The German Chancellor Angela Merkel is sticking to her guns after Spain and Italy went begging for financial aid from Europe’s richest and strongest nation.

Merkel angrily rejected the desperate pleas from struggling Italy and Spain as rumours of a deepening rift between France and Germany over Eurozone debt sharing intensified. She addressed German MPs ahead of yesterday’s meeting with French president Francois Hollande telling them that the Eurozone must step up its debt reduction plans before begging for more cash.

“I fear that at Thursday’s summit we will talk too much about all these ideas for joint liability and too little about improved controls and structural measures,” she said.

The Spanish Prime Minister Mariano Rajoy pleaded with the Germans to allow his nation access to euro bail-out funds or to allow the European central bank to stabilise financial markets and ease crippling borrowing costs. Spain is currently being hammered at the bonds market and its borrowing costs are running at the dreaded 7% level, the same level that Greece suffered before it was forced down the bitter road of EU enforced austerity.

“We can’t keep funding ourselves for a long time at the prices we’re currently funding ourselves,” Rajoy cried. “There are institutions and also financial entities that cannot access the markets. It is happening in Spain, it is happening in Italy and it is happening in other countries.”

As Spain’s central bank warned that recession would deepen in the second quarter, official figures showed the government’s deficit had reached 3.41pc of GDP in the first five months of the year, close to its total 2012 target of 3.5 %.
Fears from investors and observers that today’s summit will result in yet another stalemate seem to be justified as once again the leaders of Europe squabble amongst themselves over the way out of the crisis.

Lurking in the wings however is the increasingly sinister figure of European Commission president Jose Barroso. He is urging that the EU members surrender their sovereign powers to Brussels in order to create a closer political and fiscal union.

Critics and nationalists warn that if the Euro crisis continues to drag on and contagion spreads the weak leaders of Europe will quickly become desperate and become willing to surrender their nation’s sovereignty to create a United States of Europe.

“I think it is critically important to have an understanding that to go further we need to work on a banking union, on a fiscal union and step towards a political union. The banking union can be done immediately without revision of the treaties. That is why we are suggesting focusing now on the banking union,” said President Barroso.

“So, we have to combine this ambition, the vision, with proper sequencing. That is what I am looking for in the discussions tomorrow,”

*Your tasks:*
#1 Name every person the Eurozone debt article identifies by name.
#2 Extend the Eurozone debt article with a few more paragraphs that pick up after its final quoted sentence.

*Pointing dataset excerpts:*
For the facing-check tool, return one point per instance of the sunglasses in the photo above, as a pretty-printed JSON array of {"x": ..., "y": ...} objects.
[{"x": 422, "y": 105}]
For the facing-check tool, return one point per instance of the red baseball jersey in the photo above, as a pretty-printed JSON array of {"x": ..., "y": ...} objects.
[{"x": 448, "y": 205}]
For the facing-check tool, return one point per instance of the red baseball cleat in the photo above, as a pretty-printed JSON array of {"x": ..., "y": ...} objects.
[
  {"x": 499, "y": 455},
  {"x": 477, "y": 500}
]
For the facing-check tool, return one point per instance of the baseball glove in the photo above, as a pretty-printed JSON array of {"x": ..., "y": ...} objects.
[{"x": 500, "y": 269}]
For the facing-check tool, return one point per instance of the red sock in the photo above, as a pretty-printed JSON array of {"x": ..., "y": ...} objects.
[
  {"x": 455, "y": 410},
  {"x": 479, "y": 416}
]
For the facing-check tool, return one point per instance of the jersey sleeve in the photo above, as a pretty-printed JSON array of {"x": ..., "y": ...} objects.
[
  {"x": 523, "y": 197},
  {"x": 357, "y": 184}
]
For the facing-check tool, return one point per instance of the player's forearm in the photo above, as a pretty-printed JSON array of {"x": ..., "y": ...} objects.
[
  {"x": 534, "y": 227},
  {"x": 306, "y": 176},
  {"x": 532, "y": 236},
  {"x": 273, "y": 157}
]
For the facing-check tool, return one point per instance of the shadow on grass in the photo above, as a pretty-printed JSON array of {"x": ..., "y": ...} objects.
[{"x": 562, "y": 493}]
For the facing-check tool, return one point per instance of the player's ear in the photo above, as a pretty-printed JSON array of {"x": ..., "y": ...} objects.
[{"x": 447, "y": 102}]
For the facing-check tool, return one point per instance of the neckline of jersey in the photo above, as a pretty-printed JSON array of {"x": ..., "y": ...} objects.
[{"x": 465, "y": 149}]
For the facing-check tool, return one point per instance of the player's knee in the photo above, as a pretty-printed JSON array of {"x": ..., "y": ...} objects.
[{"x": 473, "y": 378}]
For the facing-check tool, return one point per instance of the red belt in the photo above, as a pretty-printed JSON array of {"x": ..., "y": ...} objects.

*Answers to the exercise:*
#1 Angela Merkel, Francois Hollande, Mariano Rajoy, Jose Barroso

#2
Disbelief from some financial quarters was the response to the president’s comments. Instead of focusing on the ever worsening issue of the Euro crisis the president is looking far into a rose tinted future in which he sees the whole of Europe united and singing the same song. It’s a nice dream but unfortunately due to the nature of Europe and the deep divisions that have remained for decades and the new ones being created by the current albeit long running crisis the opposite is the most likely outcome.

The Italian Prime Minister added to the bickering after pledging to his MPs that he would block any agreements reached at the summit unless emergency measures are introduced to lower borrowing costs, a move that the Germans and others oppose.

“Monti needs to go back to his parliament with a promise of EU help to reduce bond yields. If not he will have trouble with MPs and if there is political chaos in Italy then we’re in real trouble,” said a senior Eurozone official. The EU’s economic and monetary affairs commissioner Olli Rehn has called for urgent action to find a solution to the crisis but his pleas are falling on death ears.

Whatever the outcome of today’s summit, time is quickly running out for the Eurozone. Contagion is spreading like a wildfire as Cyprus became the fifth nation to plea for a bailout. It is now looking like only a matter of time before Italy follows suit, and that would be truly disastrous.

Elsewhere the UK has posted weaker than expected GDP figures showing that the country’s economy is sliding deeper and deeper into recession. Britain’s GDP shrank by 0.4pc between October and December, compared with a previous estimate of 0.3pc, while the economy contracted by an unchanged 0.3pc in the first quarter of the year making the recession worse than feared.